Required action A:
In the passage on stoicism below, rewrite the paragraph that begins "The philosophy of stoicism provides" as a short bulleted list that keeps its main facts.
Required action B:
In the passage on stoicism below, which city is named as one of the centers of stoic thought in the first century CE?

Source passage:
= = =
First, we should not just give in — we should do what we think is the right thing to do when faced with the dilemmas of climate change, resource depletion, biosphere destruction and over-population. The second response is not to give in to the siren call of ‘hopium’ with an attitude of “they will think of something”.  It is our responsibility as Christians to understand the scary implications of the phrase, “It is impossible to have infinite growth on a finite planet.”

The philosophy of stoicism provides a middle ground between despondency and hopium. It is a way of thought that was founded by Zeno of Citium in the 3rd century BCE. He had been a wealthy merchant but he was literally washed up when a merchant ship that he owned sank in a storm, taking all his possessions to the bottom of the sea. Others, including Christians, who have followed in his footsteps are the Roman Emperor Marcus Aurelius, and Nelson Mandela, who did so much to free the people of South Africa. In the first century CE the stoic way of thought was widespread throughout the Roman empire, with the City of Tarsus, the Apostle Paul’s hometown, being one of its centers. Scholars debate the extent to which the writings of the Apostle Paul were influenced by the stoicism.

One of Zeno’s followers, Epictetus, summarized this way of thinking when he said,

It’s not what happens to you, but how you react that matters.

In the year 2017 the following image from the Second World War went viral. It was prepared in the year 1939 by the British government in anticipation of air raids of cities by the German air force. It is stoic.

Keep Calm and Carry On. An example of Stoic thinking.
= = =
Listed records:
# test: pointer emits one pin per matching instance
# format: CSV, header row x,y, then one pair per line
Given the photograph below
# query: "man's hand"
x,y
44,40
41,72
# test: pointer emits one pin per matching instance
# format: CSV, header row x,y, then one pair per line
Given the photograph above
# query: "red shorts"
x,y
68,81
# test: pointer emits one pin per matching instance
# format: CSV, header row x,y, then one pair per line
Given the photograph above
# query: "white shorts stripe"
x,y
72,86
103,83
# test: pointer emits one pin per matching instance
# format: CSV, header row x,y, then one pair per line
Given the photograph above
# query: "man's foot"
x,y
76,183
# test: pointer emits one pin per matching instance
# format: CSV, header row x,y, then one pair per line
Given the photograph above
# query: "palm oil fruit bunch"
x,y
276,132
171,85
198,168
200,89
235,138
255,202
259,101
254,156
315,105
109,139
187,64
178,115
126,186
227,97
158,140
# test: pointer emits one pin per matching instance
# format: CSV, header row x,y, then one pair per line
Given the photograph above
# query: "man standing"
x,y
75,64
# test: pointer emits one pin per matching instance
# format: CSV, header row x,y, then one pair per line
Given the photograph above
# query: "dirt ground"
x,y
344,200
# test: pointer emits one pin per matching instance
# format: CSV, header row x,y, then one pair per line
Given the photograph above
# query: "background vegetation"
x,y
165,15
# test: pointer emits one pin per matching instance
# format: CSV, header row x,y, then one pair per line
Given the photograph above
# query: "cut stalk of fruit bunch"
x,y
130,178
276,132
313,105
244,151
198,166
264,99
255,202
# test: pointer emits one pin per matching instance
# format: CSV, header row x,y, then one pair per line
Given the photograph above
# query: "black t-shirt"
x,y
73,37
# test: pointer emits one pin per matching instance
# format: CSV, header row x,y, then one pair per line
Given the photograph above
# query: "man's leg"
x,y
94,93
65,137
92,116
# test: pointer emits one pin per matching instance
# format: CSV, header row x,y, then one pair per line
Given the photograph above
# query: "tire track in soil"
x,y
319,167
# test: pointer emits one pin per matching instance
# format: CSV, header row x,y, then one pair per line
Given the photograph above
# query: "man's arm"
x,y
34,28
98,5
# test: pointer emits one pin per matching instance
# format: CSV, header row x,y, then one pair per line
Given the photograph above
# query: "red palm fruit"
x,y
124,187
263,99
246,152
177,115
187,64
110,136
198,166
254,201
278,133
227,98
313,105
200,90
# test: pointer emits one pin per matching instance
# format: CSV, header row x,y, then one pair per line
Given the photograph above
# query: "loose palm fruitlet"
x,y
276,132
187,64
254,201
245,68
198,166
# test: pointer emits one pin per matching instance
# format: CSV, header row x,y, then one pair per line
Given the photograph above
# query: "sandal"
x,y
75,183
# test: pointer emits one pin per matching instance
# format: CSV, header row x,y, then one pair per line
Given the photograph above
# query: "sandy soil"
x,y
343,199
= = =
Solution A:
- Stoicism offers a middle ground between despondency and hopium.
- Zeno of Citium founded it in the 3rd century BCE.
- Zeno was a wealthy merchant who lost all his possessions when a ship he owned sank in a storm.
- Later followers, including Christians, were the Roman Emperor Marcus Aurelius and Nelson Mandela.
- In the first century CE, stoicism was widespread throughout the Roman empire, and Tarsus, the Apostle Paul's hometown, was one of its centers.
- Scholars debate how much stoicism influenced Paul's writings.

Solution B:
Tarsus, the Apostle Paul's hometown.